(begin)
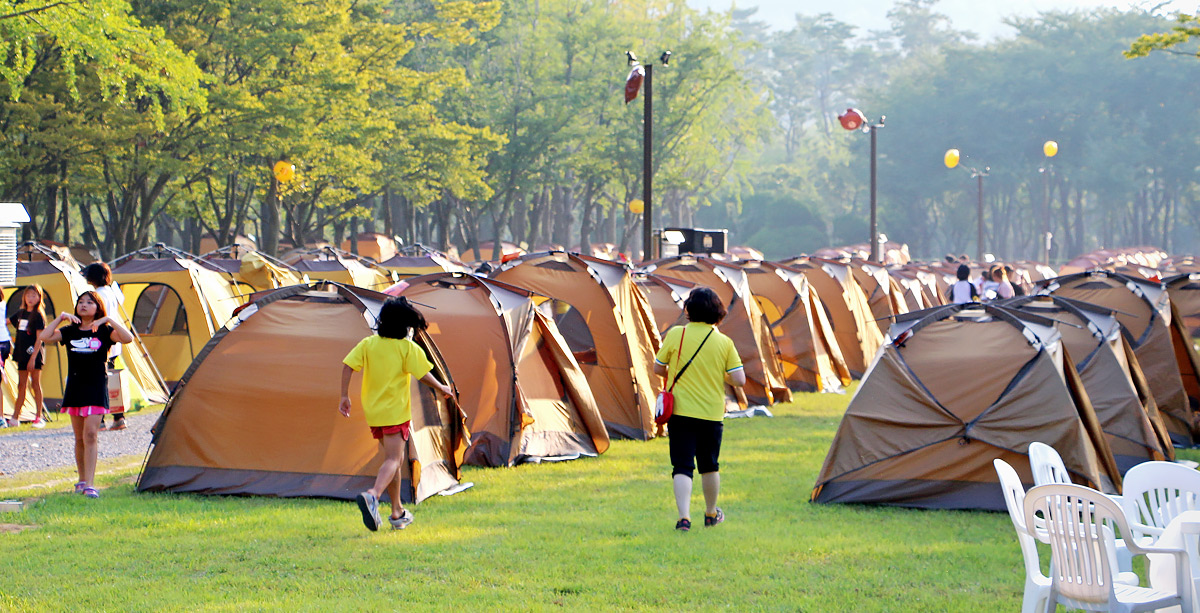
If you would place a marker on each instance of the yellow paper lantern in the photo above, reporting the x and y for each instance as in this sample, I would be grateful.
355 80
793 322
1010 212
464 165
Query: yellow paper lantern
(end)
Swap every "lantern" for "lamp" in the records above and write them out again with everything else the same. Leave the pictures out.

If you would place a marker on each instance of the yellow paper lamp in the photo above, reporting the x and y for each instance as in this sample, I would be grateful.
355 80
793 322
1010 212
464 165
Query: yellow paper lamp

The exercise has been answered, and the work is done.